*Task statement*
Reproduce the rows below, substituting "occurrence" for "instance" and leaving everything else unchanged.

*Records for the task*

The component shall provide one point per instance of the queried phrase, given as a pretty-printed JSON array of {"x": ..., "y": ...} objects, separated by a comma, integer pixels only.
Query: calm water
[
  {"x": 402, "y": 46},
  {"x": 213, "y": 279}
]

*Solved exercise*
The component shall provide one point per occurrence of the queried phrase, given as a pretty-printed JSON array of {"x": ..., "y": ...} objects, separated by a comma, integer pixels only.
Query: calm water
[
  {"x": 402, "y": 46},
  {"x": 213, "y": 279}
]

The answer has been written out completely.